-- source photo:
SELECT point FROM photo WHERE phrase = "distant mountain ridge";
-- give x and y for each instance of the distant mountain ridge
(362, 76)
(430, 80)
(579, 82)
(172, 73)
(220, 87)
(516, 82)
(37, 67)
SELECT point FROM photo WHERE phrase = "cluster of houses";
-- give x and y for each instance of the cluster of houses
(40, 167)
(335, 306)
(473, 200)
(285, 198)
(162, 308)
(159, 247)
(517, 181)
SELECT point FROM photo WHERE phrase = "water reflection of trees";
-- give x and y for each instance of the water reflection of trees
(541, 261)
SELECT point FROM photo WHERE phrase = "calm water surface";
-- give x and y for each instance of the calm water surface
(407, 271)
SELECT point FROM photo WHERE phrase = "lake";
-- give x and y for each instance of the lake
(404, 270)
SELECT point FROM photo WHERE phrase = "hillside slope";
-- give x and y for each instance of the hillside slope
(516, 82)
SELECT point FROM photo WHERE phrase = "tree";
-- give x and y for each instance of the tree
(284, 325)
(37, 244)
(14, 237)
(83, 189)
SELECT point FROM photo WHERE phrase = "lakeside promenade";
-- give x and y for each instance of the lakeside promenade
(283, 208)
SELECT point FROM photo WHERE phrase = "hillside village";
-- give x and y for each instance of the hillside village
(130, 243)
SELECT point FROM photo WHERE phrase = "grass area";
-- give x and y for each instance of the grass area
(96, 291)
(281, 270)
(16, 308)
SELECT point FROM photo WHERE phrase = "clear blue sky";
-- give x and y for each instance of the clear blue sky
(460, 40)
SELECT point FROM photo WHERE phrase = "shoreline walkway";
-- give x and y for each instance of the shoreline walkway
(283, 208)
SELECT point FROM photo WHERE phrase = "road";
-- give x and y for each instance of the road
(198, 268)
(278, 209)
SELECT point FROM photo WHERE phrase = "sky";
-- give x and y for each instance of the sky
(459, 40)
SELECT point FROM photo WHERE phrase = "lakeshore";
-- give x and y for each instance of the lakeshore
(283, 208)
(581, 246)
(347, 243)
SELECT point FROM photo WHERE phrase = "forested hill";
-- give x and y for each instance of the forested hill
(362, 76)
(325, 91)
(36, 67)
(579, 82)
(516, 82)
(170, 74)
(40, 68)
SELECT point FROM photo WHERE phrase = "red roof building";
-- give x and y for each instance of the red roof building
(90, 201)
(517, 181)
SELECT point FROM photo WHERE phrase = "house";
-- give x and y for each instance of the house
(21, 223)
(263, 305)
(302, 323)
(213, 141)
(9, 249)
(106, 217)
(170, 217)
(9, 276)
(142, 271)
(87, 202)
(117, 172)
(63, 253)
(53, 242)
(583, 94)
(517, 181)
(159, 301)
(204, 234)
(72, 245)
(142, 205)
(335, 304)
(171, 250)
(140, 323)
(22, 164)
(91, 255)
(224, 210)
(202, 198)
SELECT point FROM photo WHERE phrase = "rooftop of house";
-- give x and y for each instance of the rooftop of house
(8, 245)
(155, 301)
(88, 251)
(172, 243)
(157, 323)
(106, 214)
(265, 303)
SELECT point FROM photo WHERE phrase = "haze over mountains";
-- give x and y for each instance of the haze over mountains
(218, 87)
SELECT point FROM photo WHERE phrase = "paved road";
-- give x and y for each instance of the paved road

What needs to be done: Copy down the whole of the data above, matching it exactly.

Expected answer:
-- source photo:
SELECT point FROM photo WHERE phrase = "distant mountain ridge";
-- give x and y for each instance of the distant mountain ridge
(362, 76)
(430, 80)
(579, 82)
(172, 73)
(220, 87)
(516, 82)
(37, 67)
SELECT point FROM photo WHERE phrase = "cluster of houses";
-- give x and y for each instance of the cluster of houses
(40, 167)
(335, 306)
(473, 200)
(285, 198)
(162, 308)
(159, 247)
(517, 181)
SELECT point FROM photo WHERE phrase = "water reflection of trees";
-- give x and y for each instance of the water reflection of trees
(541, 261)
SELECT point FROM photo WHERE phrase = "calm water surface";
-- give x and y for each instance of the calm water surface
(407, 271)
SELECT point FROM photo WHERE phrase = "lake";
-- give x and y for each instance of the lake
(404, 270)
SELECT point FROM photo WHERE phrase = "hillside slope";
-- give x and y for each instance of the hillside slope
(516, 82)
SELECT point FROM photo WHERE phrase = "tree";
-- give x and y for each instance of the tree
(284, 325)
(37, 244)
(14, 237)
(83, 189)
SELECT point FROM photo WHERE phrase = "lakeside promenade";
-- give x and y for each instance of the lakeside promenade
(283, 208)
SELECT point FROM photo WHERE phrase = "hillside village";
-- give x and y for each instance of the hillside village
(130, 243)
SELECT point FROM photo WHERE phrase = "grass area";
-- give x and y for each instance of the grass area
(96, 291)
(281, 270)
(16, 308)
SELECT point FROM photo WHERE phrase = "clear blue sky";
-- give x and y for each instance of the clear blue sky
(460, 40)
SELECT point FROM photo WHERE phrase = "shoreline walkway";
-- give x and y for each instance of the shoreline walkway
(283, 208)
SELECT point FROM photo WHERE phrase = "road";
-- give x and y for each instance of the road
(198, 268)
(278, 209)
SELECT point FROM photo WHERE phrase = "sky";
-- give x and y for each instance of the sky
(459, 40)
SELECT point FROM photo WHERE phrase = "lakeshore";
-- give x and y for each instance of the lakeshore
(283, 208)
(581, 246)
(347, 243)
SELECT point FROM photo WHERE phrase = "forested hill";
-- give x and y for each instance of the forested hill
(362, 76)
(325, 91)
(36, 67)
(579, 82)
(516, 82)
(170, 74)
(40, 68)
SELECT point FROM photo WHERE phrase = "red roof building";
-- give x and y for each instance of the red roof building
(90, 201)
(517, 181)
SELECT point FROM photo WHERE phrase = "house";
-- give x and y for each instance of the house
(21, 223)
(263, 305)
(302, 323)
(213, 141)
(9, 249)
(106, 217)
(170, 217)
(9, 276)
(142, 271)
(87, 202)
(117, 172)
(63, 253)
(53, 242)
(583, 94)
(517, 181)
(159, 301)
(204, 234)
(72, 245)
(142, 205)
(335, 304)
(171, 250)
(140, 323)
(22, 164)
(91, 255)
(224, 210)
(202, 198)
SELECT point FROM photo WHERE phrase = "rooftop of house";
-- give x and y for each instance of the rooftop of house
(8, 245)
(155, 301)
(88, 251)
(172, 243)
(157, 323)
(106, 214)
(265, 303)
SELECT point FROM photo WHERE phrase = "haze over mountains";
-- give x and y for each instance of the haze over mountains
(218, 87)
SELECT point FROM photo WHERE phrase = "paved road";
-- give x and y for each instance of the paved road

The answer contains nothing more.